> [Tareas del ejercicio]:
A: Explica en una a tres oraciones por qué, según el texto sobre el uso de la palabra «genocidio», emplear esa palabra contra un enemigo que esté en el punto de mira sirve a quienes la usan.
B: Prolonga el texto sobre el uso de la palabra «genocidio» a partir del punto en que termina.

La política electoral, si bien no debe desestimarse, no puede ubicarse en el centro de ninguna acción política radical seria, orientada a cambiar las instituciones que sustentan el sistema político, desmantelar las ideologías hegemónicas y fomentar el tipo de conciencia de masas en que habría de basarse un cambio social y político desesperadamente necesario.
Edward Herman
La izquierda guerrera
Los políticos, los medios de comunicación y los intelectuales utilizan la palabra «genocidio» desenfrenadamente, de una manera enormemente politizada. Es una palabra ingrata —como «terrorismo»— de modo que emplearla contra un enemigo que esté en el punto de mira ayuda a demonizarlo, convirtiéndolo en objetivo de bombardeos e invasiones y abre la vía para perseguir a sus líderes con escuadras de asesinos o en los tribunales.
Muchas veces han utilizado la palabra «genocidio» para describir las matanzas de Pol Pot, pero no para las masacres de Vietnam donde Estados Unidos mató a mucha más gente que Pol Pot y devastó un país que quedó destrozado, con una herencia de cientos de miles de niños con defectos de nacimiento, fruto de la guerra química. La palabra nunca se utilizó en los medios de comunicación estadounidense para describir las operaciones indonesias en Timor Oriental, donde la invasión de 1975 y la cruel ocupación acabó con la vida de entre un tercio o una cuarta parte de la población —más que en Camboya— y no atribuibles a una guerra y sus efectos posteriores (como en Camboya).
«Genocidio» también se utilizó con frecuencia para describir las acciones serbias en Bosnia y Kosovo en la década de 1990, en las que se basó la «intervención humanitaria» y la operación para juzgar a los serbios.
Al final queda la especie de que sólo los enemigos de Estados Unidos cometen «genocidios» o «limpiezas étnicas,» mientras que Estados Unidos puede cometer la agresión más descarada con sólo una ligera cobertura de las Naciones Unidas y parece que no agrede, ni hace limpiezas étnicas ni genocidio. Esto se aplica por sistema.
El contraste entre el tratamiento de Yugoslavia y el de Israel-Palestina es una demostración espectacular de la ley del embudo. En primer lugar, la limpieza étnica israelí en «la tierra prometida» contra palestinos ya lleva medio siglo, y está claro que las constantes expropiaciones, demoliciones y matanzas de palestinos van en beneficio de los asentamientos judíos y no de «la seguridad». Se trata del ejemplo más claro de limpieza étnica que puede encontrarse sobre la faz de la tierra. El historiador israelí Benny Morris, en su reciente reconocimiento de esta «purificación étnica», sólo se lamentaba de que no se hubiera ido más lejos.

Algunas entradas:
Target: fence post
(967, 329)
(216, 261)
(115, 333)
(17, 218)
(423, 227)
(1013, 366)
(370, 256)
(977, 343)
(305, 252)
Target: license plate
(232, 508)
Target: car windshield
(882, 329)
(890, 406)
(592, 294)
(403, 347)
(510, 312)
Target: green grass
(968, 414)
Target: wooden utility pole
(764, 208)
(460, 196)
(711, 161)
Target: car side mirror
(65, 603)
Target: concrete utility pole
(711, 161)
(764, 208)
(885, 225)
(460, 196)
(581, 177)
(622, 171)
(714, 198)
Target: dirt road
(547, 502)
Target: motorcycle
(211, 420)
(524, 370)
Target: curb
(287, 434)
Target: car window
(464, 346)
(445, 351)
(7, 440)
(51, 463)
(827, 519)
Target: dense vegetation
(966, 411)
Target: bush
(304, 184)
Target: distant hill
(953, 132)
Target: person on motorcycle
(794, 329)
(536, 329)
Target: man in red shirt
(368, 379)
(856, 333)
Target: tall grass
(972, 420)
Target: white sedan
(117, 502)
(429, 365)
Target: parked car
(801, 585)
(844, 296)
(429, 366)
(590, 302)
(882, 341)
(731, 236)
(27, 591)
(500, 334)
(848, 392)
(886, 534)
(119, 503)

> [Respuestas dadas]:
A: El texto sostiene que «genocidio» es una palabra ingrata, como «terrorismo», de modo que aplicarla a un enemigo ayuda a demonizarlo. Así se lo convierte en objetivo de bombardeos e invasiones, y se abre la vía para perseguir a sus líderes con escuadras de asesinos o en los tribunales.

B:
Por contraste, los ataques serbios sobre los albaneses de Kosovo antes y durante los bombardeos de la guerra de 1999 no eran para conseguir territorios para asentamientos serbios, sino el inicio de una guerra civil (alentada desde el exterior), así que no eran verdaderas limpiezas étnicas en absoluto. Había limpiezas étnicas en Bosnia y Croacia, pero llevadas a cabo por todas las partes en conflicto, que luchaban para controlar territorios en una guerra civil animada desde el exterior. Sin embargo, la frase «limpieza étnica» se utilizó con generosidad para describir acciones serbias tanto en Kosovo como en Bosnia, pero raras veces se aplica al comportamiento israelí.
En la Convención sobre la Prevención y Castigo del Crimen de Genocidio de 1948, la palabra «genocidio» fue definida de una manera amplia, como cualquier acto «realizado con la intención de destruir como tal, en todo o en parte, a un grupo nacional, étnico, racial o religioso». El genocidio incluía acciones que causaran serios «daños mentales» o que «dañen las condiciones de vida» intentando lograr aquella destrucción. ¿No está claro que el gobierno de Sharon trata de destruir a los palestinos como un grupo nacional creando unas «condiciones de vida intolerables»?
Bajo la operación Escudo Defensivo Israel ha realizado «un proceso sistemático de demolición de la propiedad pública y privada palestina, y ha llevado a cabo la expropiación masiva de tierras palestinas por parte de colonos» (Llamamiento de 153 académicos israelíes); «el ejército israelí ha triturado el contenido de todas las instituciones palestinas que no destruyó deliberadamente: organizaciones benéficas, de salud, bancos, radio y televisión, incluso un teatro de marionetas» (Gila Svirsky).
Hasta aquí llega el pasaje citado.